# [Tasks to carry out]
**a)** In the Asian markets report, output the section that starts at the words "The Australian market" and ends after the words "4.75 – 5.4 percent.".
**b)** According to the Asian markets report, what was Australia's seasonally adjusted unemployment rate in November?
**c)** Resume the Asian markets report after its final sentence.

Asian markets ended mostly lower on Thursday, with investors digesting a slew of economic reports from the region and reacting to an interest rate hike in the U.S.

Although most of the markets in the region started off on a slightly positive note, many of these gave up early gains. In China, the central bank’s decision to increase rates on open market operations weighed on sentiment.

The Australian market failed to hold early gains and ended flat, although a few front line stocks managed to register handsome gains.

The benchmark S&P/ASX 200 Index declined 10.50 points or 0.2 percent to 6011.30, snapping a five-session winning streak.

Shares of mining companies Independence Group and Resolute Mining Limited gained nearly 6.5% each. West Areas, Whitehaven Coal and Syrah Resources gained 4.75 – 5.4 percent.

Myer Holdings plunged 9.6 percent following a profit warning by the company. Metcash, RTL Food, Credit Corp and Qantas declined 2.8 – 3.3 percent.

In economic news, the unemployment rate in Australia came in at a seasonally adjusted 5.4 percent in November, the Australian Bureau of Statistics said. That was in line with expectations and unchanged from the October reading.

The Australian economy added 61,600 jobs last month, shattering expectations for a gain of 19,000 jobs following the addition of 7,800 jobs in the previous month.

# [Data rows]
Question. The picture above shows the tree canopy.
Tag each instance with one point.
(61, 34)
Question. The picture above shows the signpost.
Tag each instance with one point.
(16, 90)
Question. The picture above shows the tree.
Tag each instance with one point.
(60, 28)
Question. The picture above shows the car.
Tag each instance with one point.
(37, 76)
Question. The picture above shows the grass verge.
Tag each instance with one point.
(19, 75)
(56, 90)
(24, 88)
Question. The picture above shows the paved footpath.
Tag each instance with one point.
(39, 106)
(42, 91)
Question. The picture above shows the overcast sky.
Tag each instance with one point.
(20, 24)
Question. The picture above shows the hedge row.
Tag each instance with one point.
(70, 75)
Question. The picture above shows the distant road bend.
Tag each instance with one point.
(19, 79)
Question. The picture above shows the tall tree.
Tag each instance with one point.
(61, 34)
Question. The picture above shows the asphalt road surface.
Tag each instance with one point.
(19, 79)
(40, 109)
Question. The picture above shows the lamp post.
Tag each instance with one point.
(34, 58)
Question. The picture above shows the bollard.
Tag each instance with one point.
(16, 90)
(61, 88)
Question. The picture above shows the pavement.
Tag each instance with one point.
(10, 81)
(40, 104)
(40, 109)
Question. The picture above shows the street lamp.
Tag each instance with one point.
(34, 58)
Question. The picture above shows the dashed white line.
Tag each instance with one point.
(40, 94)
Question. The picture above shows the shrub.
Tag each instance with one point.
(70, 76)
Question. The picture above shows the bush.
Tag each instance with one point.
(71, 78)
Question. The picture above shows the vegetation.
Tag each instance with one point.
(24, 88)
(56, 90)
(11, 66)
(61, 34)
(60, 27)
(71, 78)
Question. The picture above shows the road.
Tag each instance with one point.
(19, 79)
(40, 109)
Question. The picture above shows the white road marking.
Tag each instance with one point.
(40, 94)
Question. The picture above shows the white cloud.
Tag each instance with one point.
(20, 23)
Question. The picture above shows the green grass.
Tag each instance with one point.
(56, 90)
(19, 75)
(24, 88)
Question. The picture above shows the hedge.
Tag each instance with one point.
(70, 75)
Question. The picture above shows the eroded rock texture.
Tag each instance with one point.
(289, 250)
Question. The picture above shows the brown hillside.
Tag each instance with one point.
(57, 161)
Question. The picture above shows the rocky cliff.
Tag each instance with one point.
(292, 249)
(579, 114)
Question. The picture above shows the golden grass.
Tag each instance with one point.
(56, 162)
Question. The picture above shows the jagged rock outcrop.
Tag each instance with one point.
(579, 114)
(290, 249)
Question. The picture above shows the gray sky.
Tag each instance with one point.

# [Task results]
**a)**
The Australian market failed to hold early gains and ended flat, although a few front line stocks managed to register handsome gains.

The benchmark S&P/ASX 200 Index declined 10.50 points or 0.2 percent to 6011.30, snapping a five-session winning streak.

Shares of mining companies Independence Group and Resolute Mining Limited gained nearly 6.5% each. West Areas, Whitehaven Coal and Syrah Resources gained 4.75 – 5.4 percent.

**b)** 5.4 percent

**c)**
Save for a few minutes at the start of the session, the Japanese were in negative territory, despite reasonably encouraging economic data. The benchmark Nikkei 225 Index ended down 63.62 points or 0.3 percent at 22,694.45.

Rakuten declined nearly 5 percent. Konica Minolta, Yahoo Japan, Furukawa Electric, Chiyoda Corp, Daikin Industries, TDK Corp, Casio Computer, Concordia Financial Group, Nikon Corp, Credit Saison, Resona Holdings, Softbank Group, Mizuho Financial Group and Matsui Securities ended lower by 1 to 3 percent.

Data released by IHS Markit showed manufacturing activity in Japan to have expanded at the fastest pace in nearly four years in December. The Nikkei flash Manufacturing Purchasing Managers’ Index climbed to 54.2 in December from 53.6 in November.

On the price front, input price inflation eased in December, while output price inflation accelerated to a 41-month high, data showed.

According to a report from the Ministry of Economy, Trade and Industry, Japanese industrial production rebounded as initially estimated in October, rising a seasonally adjusted 0.5 percent month-over-month. In September, production had declined 1.0 percent.

In China, the Shanghai Composite Index declined 9.46 points or 0.3 percent to 3,293.58. Hong Kong’s Hang Seng Index declined 55.72 points or 0.2 percent to settle at 29,166.38.

The Chinese central bank unexpectedly lifted its rates on open market operations following the Federal Reserve’s decision to tighten its policy rates. The People’s Bank of China raised its 7-day and 28-day reverse repo rates by 5 basis points to 2.50 percent and 2.80 percent, respectively. The bank raised the rate on its Medium-term Lending Facility by 5 basis points to 3.25 percent.

Data released by the National Bureau of Statistics showed industrial production in China to have grown 6.1 percent year-on-year in November, slower than the 6.2 percent increase recorded a month earlier.

Meanwhile, retail sales grew at a faster pace on domestic consumption, improving to 10.2 percent, up 0.2 percent from the previous month.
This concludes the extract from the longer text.